• Testo di lettura:
::::::

16 Luglio 1950. Rio De Janeiro, stadio Maracanà. 200.000 mila persone sono in festa. 200.000 brasiliani vedono da vicino la coppa Rimet, il Mondiale.

Sanno che quell’ultima partita è una formalità: il Brasile annienterà l’Uruguay e sarà per la prima volta  nella sua storia campione del mondo di calcio, in casa propria. E’ il primo mondiale del secondo dopoguerra, non c’è una vera e propria finale: le 16 squadre sono state divise in 4 gironi: le vincenti di ogni girone si affronteranno in un girone finale a 4 squadre.

Le vincenti dei gironi saranno Brasile, Spagna, Svezia e Uruguay.  Il Brasile, nel girone finale, fa 6 gol alla Svezia e 7 alla Spagna, e attende con ansia di passeggiare sull’Uruguay nell’ultima sfida.

L’Uruguay ha sofferto, pareggiando con la Spagna e vincendo in rimonta contro la Svezia. All’ultima partita il Brasile ha 4 punti, l’Uruguay ne ha 3. Al Brasile basta un pareggio. C’è un popolo intero a spingere quella squadra. Il Brasile non può perdere. I brasiliani però, vogliono deridere l’avversario, mettono su una guerra mediatica contro l’Uruguay: dovunque si trovino i calciatori uruguagi, viene mostrato loro un 4, il numero previsto di palloni che dovranno raccogliere nella loro porta. La trovata ha talmente tanto effetto che gli stessi dirigenti dell’Uruguay perdono la fiducia nei loro campioni, auspicandosi da loro solo una sconfitta di misura, per salvare l’onore.

::::::

• Sezione dati:
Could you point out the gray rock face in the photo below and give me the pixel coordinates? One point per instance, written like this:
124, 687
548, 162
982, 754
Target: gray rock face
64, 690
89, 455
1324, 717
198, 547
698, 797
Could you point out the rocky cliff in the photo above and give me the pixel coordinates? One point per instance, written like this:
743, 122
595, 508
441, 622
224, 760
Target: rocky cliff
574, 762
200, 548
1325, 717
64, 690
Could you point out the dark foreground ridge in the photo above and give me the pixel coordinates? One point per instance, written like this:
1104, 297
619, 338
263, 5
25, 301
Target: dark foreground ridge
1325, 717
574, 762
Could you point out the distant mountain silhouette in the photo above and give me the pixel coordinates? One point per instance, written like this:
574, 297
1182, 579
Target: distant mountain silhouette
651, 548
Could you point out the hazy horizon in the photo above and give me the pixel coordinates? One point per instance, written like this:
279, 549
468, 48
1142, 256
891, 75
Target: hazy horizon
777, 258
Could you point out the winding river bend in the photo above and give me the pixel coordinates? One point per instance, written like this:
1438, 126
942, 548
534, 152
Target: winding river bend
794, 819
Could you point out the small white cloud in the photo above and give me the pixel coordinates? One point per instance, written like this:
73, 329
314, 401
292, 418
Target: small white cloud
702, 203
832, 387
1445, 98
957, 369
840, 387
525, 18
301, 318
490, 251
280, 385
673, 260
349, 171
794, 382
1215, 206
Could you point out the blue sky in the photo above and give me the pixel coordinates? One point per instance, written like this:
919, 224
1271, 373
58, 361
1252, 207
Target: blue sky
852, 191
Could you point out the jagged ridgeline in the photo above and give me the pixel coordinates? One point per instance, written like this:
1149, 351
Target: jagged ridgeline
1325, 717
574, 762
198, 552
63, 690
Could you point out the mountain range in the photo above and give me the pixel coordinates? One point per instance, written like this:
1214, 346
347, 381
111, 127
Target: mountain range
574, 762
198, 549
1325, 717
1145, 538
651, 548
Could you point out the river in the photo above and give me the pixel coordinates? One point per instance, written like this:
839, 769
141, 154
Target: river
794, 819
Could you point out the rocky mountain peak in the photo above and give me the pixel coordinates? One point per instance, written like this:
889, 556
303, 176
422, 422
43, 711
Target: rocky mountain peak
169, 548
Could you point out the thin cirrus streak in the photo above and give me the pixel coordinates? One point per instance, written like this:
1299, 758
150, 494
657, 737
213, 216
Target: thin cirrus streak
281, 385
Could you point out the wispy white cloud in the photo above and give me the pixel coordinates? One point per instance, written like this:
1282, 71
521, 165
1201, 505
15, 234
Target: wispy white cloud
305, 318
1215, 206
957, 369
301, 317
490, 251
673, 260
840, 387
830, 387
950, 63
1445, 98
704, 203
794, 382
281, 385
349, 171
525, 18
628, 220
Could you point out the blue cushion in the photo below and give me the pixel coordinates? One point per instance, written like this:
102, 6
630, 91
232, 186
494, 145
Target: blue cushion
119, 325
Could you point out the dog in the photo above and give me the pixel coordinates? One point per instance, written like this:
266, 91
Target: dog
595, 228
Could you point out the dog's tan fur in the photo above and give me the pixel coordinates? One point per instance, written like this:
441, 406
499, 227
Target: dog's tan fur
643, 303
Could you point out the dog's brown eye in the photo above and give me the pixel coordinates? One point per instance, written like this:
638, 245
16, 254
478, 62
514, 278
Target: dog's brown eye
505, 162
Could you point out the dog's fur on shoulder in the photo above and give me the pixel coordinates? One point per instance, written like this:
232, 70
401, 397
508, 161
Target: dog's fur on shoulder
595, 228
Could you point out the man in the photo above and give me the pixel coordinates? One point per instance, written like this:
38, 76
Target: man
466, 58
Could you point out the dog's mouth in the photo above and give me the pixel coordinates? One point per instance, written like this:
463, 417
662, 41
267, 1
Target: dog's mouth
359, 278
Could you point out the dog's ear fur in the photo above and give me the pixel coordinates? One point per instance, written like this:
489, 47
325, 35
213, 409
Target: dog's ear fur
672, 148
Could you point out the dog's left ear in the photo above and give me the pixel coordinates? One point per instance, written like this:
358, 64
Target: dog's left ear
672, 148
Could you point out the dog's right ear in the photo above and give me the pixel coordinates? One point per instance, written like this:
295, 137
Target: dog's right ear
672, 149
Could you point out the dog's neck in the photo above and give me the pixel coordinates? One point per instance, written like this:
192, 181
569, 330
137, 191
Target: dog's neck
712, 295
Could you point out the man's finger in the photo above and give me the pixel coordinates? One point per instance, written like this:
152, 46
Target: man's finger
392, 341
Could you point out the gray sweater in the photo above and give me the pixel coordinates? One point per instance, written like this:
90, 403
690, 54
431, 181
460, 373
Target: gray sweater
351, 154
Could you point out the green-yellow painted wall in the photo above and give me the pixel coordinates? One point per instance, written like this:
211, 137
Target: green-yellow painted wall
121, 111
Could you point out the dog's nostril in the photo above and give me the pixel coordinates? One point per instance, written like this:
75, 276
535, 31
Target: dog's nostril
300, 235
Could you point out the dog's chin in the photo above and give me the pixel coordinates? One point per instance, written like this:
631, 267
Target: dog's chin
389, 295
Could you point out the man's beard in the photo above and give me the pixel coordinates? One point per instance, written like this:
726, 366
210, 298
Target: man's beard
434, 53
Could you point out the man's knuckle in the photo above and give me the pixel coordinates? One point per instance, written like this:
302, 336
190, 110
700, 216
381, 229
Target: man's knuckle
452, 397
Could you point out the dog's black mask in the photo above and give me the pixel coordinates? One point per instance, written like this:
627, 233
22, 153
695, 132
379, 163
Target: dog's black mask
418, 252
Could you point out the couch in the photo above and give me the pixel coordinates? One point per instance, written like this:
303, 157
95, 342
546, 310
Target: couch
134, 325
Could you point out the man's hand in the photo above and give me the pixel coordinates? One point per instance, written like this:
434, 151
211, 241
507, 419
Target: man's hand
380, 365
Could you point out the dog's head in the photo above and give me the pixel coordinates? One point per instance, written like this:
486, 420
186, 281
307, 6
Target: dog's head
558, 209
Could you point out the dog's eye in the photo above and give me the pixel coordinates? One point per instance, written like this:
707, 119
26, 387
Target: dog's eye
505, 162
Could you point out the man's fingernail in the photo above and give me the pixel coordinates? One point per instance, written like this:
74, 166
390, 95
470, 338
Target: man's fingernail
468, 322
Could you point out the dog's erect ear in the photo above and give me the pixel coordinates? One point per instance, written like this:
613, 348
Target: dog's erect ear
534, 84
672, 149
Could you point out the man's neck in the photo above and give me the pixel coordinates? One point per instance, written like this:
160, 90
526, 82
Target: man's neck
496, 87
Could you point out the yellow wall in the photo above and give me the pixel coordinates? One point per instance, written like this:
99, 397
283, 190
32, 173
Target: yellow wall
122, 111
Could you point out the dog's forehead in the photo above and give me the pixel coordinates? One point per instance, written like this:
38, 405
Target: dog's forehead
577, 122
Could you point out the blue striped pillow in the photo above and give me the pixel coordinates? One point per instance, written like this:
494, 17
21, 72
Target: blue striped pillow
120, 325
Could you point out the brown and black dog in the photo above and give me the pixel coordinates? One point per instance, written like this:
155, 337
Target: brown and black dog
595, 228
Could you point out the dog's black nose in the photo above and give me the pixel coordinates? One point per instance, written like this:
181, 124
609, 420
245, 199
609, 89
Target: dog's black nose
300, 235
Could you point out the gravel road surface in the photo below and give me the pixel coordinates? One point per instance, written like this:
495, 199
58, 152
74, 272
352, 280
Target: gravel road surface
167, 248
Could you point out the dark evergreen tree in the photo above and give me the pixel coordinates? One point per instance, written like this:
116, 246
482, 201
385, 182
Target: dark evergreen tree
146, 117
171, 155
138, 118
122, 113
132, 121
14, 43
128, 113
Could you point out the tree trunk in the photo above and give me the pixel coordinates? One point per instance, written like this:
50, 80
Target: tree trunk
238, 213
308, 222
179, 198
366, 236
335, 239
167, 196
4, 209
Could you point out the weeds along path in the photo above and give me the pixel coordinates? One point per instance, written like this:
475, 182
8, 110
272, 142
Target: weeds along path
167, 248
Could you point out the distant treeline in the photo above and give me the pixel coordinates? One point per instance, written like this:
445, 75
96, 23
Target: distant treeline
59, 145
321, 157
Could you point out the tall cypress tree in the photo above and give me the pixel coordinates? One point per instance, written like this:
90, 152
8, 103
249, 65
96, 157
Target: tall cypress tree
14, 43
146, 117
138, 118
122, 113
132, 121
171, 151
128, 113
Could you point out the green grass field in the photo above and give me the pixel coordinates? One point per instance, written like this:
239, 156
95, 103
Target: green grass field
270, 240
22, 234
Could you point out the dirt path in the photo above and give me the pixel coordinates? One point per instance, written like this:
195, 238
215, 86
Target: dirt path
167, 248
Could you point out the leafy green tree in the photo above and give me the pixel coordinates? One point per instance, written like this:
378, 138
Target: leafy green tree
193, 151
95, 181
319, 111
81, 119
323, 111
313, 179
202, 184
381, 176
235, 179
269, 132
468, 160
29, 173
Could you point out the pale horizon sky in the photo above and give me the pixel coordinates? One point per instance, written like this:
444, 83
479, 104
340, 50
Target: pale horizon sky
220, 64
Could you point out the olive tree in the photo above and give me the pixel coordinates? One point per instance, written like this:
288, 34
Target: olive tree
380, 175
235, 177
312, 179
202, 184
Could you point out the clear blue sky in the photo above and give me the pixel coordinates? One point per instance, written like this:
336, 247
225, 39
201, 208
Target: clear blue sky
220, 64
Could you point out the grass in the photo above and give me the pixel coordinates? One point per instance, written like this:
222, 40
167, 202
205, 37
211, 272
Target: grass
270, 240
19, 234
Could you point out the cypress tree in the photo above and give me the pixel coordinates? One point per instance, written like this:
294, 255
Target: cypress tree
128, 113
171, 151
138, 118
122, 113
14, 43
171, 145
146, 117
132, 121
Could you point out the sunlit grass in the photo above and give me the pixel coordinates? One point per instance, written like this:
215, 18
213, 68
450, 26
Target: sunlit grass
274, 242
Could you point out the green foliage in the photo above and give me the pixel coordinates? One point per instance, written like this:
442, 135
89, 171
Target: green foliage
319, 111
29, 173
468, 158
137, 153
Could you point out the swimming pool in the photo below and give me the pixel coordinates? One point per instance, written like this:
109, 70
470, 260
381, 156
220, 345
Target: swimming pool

::::::

• Il tuo compito: Trascrivi senza modifiche, per favore, il brano del testo sul Mondiale del 1950 che comincia con "L’Uruguay ha sofferto, pareggiando" e prosegue fino a "per salvare l’onore." compreso.

• Risposta al compito:
L’Uruguay ha sofferto, pareggiando con la Spagna e vincendo in rimonta contro la Svezia. All’ultima partita il Brasile ha 4 punti, l’Uruguay ne ha 3. Al Brasile basta un pareggio. C’è un popolo intero a spingere quella squadra. Il Brasile non può perdere. I brasiliani però, vogliono deridere l’avversario, mettono su una guerra mediatica contro l’Uruguay: dovunque si trovino i calciatori uruguagi, viene mostrato loro un 4, il numero previsto di palloni che dovranno raccogliere nella loro porta. La trovata ha talmente tanto effetto che gli stessi dirigenti dell’Uruguay perdono la fiducia nei loro campioni, auspicandosi da loro solo una sconfitta di misura, per salvare l’onore.